Written problem A » Print the portion of the desktop-setup text that begins at "Linux Mint desktop, so, one" and ends with "4. IDE (s).", including those final words.

Supplied passage »
★ ★ ★ ★ ★

Lenovo laptop, always with the lid closed.
A single 21" (at work) or 25" (at home) screen.
Linux Mint desktop, so, one taskbar and really thin.
I have a 3x3 workspace grid. I normally organize as following:
1|2|3
4|5|6
7|8|9

  1. Browser, opened for working related stuff.
  2. Empty
  3. Empty.
  4. IDE (s).
  5. Text editors (for repos that do not use an IDE). Also terminals, local or remote.
  6. Empty.
  7. Communication: slack, email, etc.
  8. Browser with personal stuff (if any).

I've used two displays for some time (laptop + monitor), used to use the laptop's one for terminals.
Stopped this habit since displays tend to have different resolutions and your eyes have to adopt, bend you back, etc. Not a good idea. Although, many people have really good, long and strong arguments about it.

★ ★ ★ ★ ★

Records »

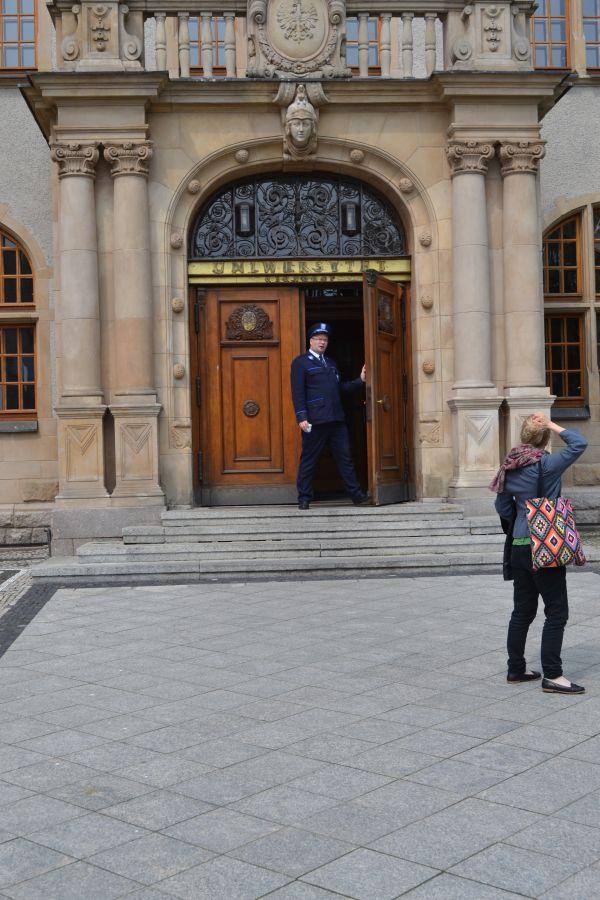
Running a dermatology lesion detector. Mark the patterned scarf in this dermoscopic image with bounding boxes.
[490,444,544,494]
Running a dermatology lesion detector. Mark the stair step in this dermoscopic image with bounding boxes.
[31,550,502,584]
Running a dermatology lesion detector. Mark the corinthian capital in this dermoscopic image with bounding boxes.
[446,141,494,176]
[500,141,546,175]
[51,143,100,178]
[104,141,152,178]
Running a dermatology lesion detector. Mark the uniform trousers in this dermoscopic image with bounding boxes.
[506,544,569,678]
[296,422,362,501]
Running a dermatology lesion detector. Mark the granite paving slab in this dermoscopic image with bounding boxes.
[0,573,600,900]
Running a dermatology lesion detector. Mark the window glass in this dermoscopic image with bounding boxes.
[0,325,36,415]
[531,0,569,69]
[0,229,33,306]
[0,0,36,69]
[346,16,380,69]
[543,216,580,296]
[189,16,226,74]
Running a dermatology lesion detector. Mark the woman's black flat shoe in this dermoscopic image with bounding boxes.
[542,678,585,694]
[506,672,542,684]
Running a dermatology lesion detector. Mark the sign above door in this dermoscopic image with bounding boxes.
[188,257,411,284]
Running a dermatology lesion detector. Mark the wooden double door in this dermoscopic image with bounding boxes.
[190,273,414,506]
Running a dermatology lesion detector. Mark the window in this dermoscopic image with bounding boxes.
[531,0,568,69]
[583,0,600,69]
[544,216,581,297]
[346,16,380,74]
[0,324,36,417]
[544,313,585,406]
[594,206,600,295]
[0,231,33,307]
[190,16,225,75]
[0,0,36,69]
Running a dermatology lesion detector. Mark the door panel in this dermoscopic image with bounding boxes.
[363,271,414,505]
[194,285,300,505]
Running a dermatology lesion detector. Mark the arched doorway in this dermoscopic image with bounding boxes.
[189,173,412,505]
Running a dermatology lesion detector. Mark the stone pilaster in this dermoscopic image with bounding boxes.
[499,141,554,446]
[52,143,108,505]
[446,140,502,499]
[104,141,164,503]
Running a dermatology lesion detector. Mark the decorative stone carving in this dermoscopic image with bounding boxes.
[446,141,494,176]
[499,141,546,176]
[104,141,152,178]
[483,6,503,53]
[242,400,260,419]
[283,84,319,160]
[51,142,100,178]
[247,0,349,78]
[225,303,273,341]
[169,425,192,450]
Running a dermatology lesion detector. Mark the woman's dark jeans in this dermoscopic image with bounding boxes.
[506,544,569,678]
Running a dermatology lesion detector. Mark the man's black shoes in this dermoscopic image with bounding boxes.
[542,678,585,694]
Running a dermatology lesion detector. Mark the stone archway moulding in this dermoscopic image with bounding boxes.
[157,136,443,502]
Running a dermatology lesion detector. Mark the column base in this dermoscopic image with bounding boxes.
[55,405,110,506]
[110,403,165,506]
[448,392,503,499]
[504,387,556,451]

★ ★ ★ ★ ★

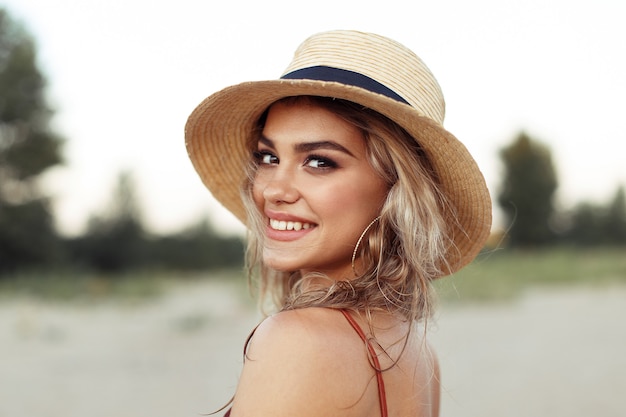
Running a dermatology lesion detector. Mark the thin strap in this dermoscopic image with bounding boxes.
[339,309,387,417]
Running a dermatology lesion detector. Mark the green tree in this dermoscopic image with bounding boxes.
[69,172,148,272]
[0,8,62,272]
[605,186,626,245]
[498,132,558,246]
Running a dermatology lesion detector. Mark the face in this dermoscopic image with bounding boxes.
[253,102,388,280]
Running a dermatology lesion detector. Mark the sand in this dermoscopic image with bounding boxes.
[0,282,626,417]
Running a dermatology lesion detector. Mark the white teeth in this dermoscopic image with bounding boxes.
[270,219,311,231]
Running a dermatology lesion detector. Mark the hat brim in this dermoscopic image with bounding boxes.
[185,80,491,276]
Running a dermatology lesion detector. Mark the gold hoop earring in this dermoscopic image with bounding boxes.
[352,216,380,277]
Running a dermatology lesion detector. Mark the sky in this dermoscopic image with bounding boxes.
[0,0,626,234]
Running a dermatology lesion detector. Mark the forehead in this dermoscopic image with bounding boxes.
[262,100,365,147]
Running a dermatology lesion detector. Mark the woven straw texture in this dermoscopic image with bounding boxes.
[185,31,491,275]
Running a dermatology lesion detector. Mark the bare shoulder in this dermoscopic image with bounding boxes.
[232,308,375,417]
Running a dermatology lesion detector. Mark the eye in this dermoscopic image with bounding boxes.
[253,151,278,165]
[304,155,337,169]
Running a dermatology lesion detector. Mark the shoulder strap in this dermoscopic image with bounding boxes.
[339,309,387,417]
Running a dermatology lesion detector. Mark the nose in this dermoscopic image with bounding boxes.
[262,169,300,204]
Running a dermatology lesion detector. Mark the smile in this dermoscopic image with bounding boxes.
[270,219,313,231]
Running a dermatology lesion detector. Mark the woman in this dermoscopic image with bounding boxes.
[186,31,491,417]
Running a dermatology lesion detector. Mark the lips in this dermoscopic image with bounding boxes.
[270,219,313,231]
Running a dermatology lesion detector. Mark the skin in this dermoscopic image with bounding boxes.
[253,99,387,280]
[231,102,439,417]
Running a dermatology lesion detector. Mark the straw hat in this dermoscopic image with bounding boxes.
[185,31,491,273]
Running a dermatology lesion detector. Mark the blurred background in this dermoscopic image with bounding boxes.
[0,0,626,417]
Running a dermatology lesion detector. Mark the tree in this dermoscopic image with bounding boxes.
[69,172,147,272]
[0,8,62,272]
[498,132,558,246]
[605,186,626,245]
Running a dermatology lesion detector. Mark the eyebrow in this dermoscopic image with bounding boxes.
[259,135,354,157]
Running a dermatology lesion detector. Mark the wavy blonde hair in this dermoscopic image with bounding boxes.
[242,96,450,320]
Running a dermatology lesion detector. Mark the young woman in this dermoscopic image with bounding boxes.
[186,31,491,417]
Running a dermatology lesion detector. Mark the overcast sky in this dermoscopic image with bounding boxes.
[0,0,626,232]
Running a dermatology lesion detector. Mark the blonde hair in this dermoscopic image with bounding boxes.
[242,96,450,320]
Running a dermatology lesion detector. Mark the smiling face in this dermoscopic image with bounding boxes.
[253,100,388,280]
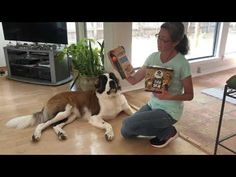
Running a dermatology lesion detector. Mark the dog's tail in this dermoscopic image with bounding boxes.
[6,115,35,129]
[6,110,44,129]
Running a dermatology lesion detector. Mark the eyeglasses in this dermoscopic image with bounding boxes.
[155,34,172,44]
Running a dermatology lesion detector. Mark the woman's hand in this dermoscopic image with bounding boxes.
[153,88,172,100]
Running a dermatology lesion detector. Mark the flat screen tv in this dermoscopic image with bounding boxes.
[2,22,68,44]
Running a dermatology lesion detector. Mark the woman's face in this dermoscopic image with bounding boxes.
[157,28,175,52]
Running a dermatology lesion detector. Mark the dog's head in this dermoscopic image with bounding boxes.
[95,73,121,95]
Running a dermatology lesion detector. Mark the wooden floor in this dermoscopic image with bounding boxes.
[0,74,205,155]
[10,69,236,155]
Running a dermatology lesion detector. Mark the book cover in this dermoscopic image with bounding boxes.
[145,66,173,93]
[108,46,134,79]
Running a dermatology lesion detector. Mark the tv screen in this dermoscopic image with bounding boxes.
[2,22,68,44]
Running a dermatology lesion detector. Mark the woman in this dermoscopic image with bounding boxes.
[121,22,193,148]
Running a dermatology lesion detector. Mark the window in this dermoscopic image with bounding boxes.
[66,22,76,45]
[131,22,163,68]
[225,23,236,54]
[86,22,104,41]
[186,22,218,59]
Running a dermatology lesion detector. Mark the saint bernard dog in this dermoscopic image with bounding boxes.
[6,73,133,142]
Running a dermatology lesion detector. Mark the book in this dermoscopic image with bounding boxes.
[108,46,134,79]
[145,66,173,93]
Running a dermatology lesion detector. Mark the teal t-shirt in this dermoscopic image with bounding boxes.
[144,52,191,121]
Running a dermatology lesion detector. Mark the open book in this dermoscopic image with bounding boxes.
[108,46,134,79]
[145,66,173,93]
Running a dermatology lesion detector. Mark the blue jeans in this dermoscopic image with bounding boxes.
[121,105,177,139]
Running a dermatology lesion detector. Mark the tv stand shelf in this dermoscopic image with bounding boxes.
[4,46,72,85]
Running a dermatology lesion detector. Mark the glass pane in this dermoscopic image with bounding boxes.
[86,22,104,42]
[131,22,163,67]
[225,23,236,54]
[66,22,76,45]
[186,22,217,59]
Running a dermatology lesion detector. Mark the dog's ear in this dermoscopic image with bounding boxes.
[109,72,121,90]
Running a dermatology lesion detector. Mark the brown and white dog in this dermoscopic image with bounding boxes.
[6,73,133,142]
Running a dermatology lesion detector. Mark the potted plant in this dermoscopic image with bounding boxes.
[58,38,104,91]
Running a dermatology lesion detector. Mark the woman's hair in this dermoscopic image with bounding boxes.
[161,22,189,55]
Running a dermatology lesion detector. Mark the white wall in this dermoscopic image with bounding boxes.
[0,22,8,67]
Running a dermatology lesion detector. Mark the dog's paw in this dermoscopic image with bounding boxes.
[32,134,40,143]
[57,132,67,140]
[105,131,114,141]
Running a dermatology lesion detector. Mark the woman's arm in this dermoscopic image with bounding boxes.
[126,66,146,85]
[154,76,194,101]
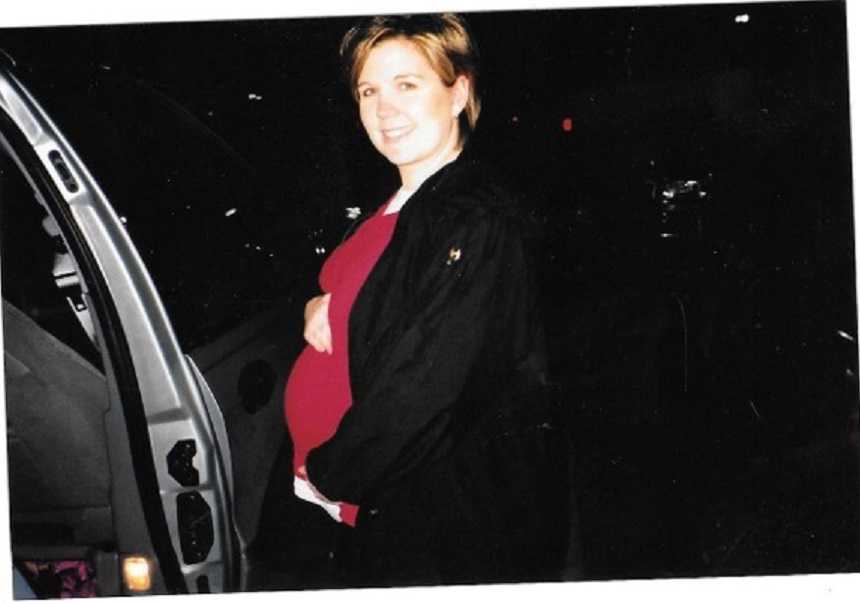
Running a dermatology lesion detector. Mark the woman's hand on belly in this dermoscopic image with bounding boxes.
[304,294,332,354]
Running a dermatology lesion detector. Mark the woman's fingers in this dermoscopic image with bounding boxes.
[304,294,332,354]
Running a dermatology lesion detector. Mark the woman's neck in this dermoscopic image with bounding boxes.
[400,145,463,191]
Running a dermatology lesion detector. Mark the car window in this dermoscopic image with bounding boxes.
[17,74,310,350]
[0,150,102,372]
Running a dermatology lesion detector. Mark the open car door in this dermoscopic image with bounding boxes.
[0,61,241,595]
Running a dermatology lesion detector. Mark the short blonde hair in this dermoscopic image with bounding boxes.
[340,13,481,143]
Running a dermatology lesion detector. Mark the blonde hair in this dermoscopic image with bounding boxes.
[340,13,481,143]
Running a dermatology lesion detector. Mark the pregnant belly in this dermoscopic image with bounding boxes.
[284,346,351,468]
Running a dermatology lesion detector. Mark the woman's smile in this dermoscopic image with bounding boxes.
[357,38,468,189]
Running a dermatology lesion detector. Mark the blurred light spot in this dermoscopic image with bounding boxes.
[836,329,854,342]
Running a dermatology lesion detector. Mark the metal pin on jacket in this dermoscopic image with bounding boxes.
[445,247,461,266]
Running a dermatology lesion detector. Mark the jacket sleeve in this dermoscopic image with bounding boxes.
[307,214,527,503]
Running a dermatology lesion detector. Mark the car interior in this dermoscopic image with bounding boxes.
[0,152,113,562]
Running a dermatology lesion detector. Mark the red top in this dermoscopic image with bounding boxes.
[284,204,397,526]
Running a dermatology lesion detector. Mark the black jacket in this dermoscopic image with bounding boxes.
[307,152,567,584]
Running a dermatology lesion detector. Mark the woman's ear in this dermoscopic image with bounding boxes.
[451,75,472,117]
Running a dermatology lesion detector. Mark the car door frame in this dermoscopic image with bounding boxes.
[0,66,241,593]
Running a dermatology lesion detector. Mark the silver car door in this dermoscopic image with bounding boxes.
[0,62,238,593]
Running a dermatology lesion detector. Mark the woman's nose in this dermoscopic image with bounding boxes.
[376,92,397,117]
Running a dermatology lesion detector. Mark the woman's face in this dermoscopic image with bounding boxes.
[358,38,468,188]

★ ★ ★ ★ ★

Written problem B » Locate each line in the records above that contains the string "flat", and copy those lines out.

Correct result A »
Linux Mint desktop, so, one taskbar and really thin.
I have a 3x3 workspace grid. I normally organize as following:
1|2|3
4|5|6
7|8|9

  1. Browser, opened for working related stuff.
  2. Empty
  3. Empty.
  4. IDE (s).

Correct result B »
Running a dermatology lesion detector. Mark the woman's black flat shoe in this dermoscopic image with bounding boxes.
Running a dermatology lesion detector. Mark the flat screen tv in this dermoscopic image with bounding boxes.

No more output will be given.